DATASET RECORDS
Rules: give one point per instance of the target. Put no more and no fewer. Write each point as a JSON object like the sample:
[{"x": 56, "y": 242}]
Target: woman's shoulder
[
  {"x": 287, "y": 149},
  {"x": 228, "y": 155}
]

EXERCISE AIM
Retype the material in full. Keep every character as it is.

SOLUTION FOR THIS TASK
Rules: give one point per instance of the target. Put no more and no fewer. Write each point as a JSON object like the sample:
[{"x": 56, "y": 242}]
Target: woman's shoulder
[
  {"x": 287, "y": 149},
  {"x": 228, "y": 155}
]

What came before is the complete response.